**What you need to do**
When the line with "point: the forest in this photo" appears below, start repeating lines exactly, and keep going through the line with "point: the green grass in this photo"; add nothing outside that span.

**Provided data**
******************************
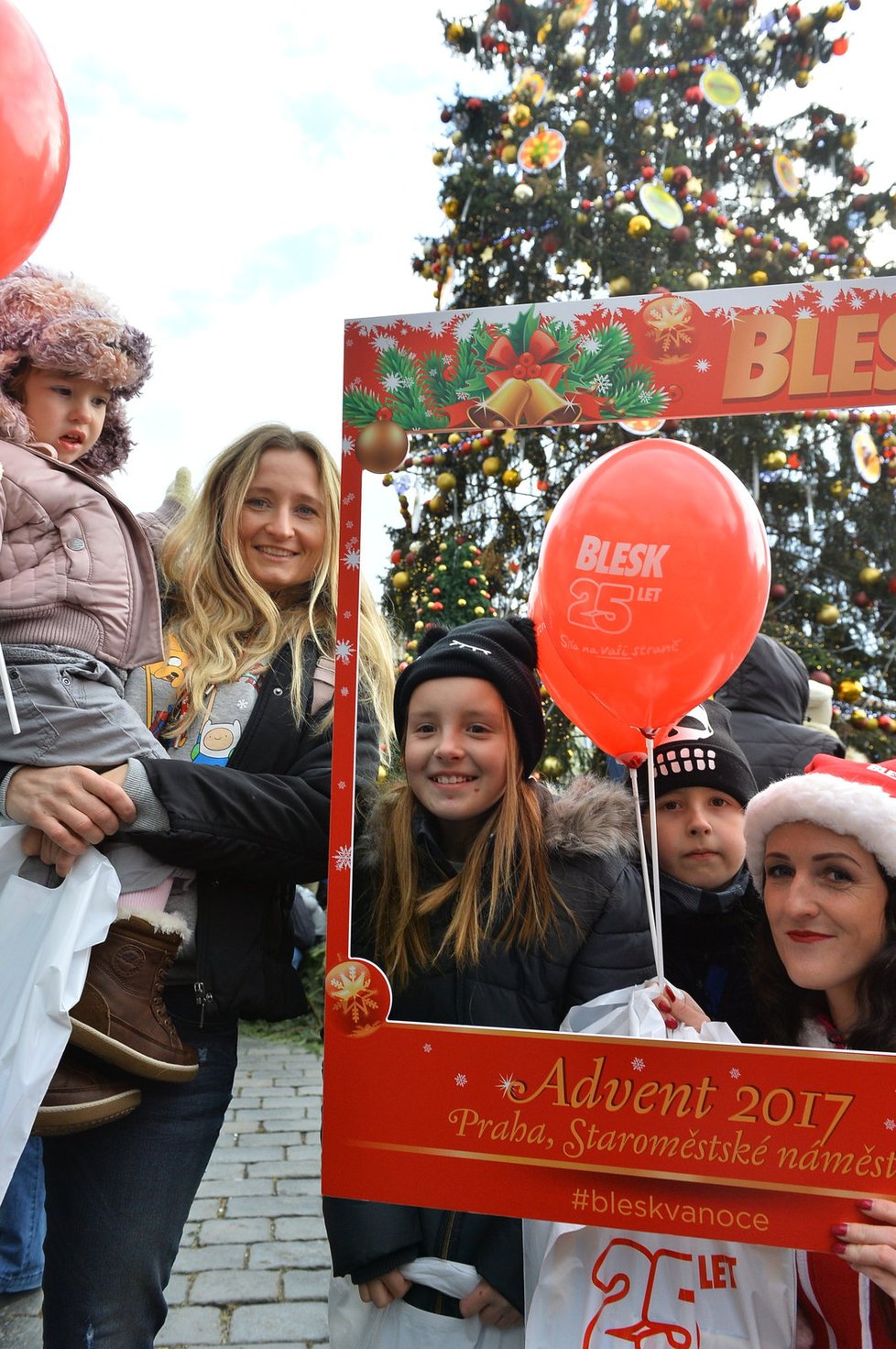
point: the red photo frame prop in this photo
******************************
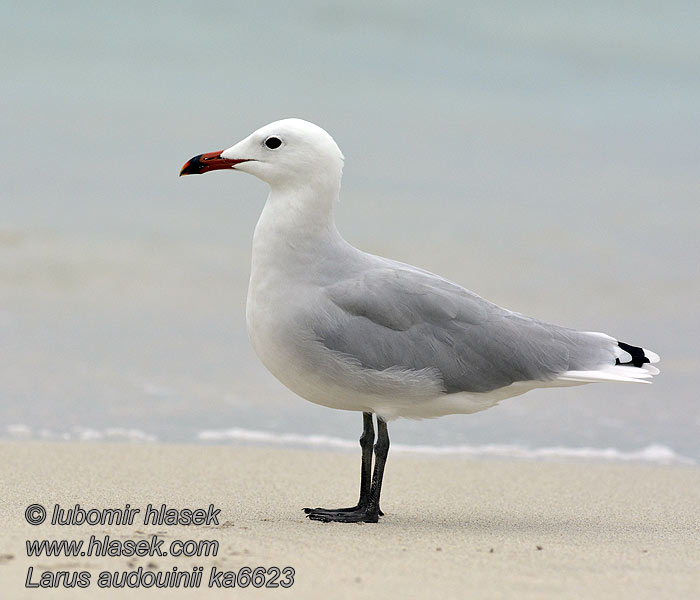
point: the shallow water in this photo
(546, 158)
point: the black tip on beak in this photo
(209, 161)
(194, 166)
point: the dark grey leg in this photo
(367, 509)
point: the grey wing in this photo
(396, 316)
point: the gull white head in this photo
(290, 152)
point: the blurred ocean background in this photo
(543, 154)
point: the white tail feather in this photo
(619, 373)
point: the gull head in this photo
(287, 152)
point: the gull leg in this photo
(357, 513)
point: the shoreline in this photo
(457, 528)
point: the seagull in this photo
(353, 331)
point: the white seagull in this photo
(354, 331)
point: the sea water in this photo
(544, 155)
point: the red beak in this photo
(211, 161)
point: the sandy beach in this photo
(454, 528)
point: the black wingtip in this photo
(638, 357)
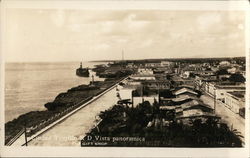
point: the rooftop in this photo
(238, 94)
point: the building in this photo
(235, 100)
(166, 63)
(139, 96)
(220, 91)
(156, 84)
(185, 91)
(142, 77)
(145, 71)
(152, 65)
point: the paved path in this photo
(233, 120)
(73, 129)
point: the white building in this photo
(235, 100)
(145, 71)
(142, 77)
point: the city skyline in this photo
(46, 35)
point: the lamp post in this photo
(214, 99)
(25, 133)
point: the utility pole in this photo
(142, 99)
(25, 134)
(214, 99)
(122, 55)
******************************
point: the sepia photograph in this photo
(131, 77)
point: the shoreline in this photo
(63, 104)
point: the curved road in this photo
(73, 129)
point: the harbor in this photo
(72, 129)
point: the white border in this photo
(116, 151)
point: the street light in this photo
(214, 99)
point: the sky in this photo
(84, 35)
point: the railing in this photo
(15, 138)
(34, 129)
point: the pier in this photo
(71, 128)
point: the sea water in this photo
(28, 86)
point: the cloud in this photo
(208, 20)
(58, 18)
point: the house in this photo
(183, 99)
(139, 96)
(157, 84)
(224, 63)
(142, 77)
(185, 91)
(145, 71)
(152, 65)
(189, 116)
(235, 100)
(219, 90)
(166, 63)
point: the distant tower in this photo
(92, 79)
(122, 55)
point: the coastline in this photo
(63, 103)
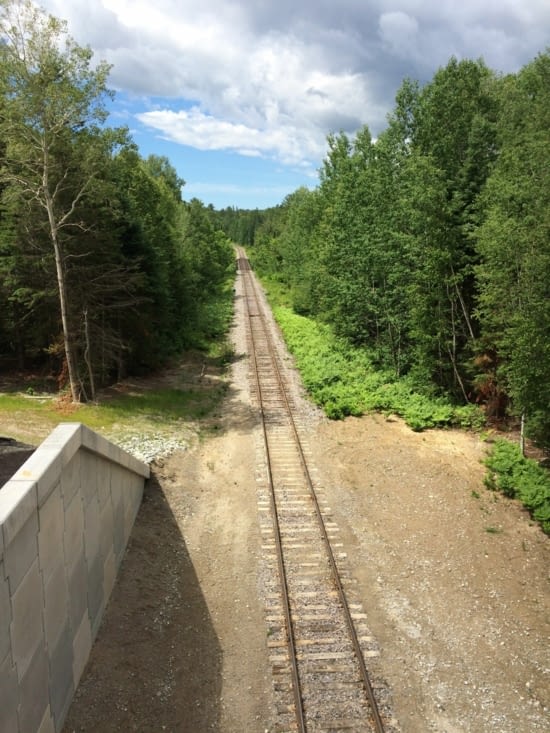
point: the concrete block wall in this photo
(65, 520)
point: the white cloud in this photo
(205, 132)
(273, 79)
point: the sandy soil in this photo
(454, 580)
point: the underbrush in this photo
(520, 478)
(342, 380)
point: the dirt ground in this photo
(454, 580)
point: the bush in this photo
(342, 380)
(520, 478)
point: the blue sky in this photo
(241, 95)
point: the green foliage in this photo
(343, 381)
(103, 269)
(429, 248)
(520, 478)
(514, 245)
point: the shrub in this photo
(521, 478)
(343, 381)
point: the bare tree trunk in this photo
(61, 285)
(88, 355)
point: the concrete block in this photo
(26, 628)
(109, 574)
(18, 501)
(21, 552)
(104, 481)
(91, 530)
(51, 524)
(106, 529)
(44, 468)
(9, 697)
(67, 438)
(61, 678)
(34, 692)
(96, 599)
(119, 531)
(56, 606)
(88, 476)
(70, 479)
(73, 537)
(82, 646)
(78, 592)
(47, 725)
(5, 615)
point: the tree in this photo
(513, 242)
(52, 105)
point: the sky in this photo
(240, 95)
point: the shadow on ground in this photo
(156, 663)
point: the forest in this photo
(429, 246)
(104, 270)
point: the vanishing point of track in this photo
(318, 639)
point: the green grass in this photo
******************************
**Expected answer**
point: the forest in this photo
(429, 246)
(104, 270)
point: the vanishing point of track in this photo
(318, 639)
point: the green grass in this photo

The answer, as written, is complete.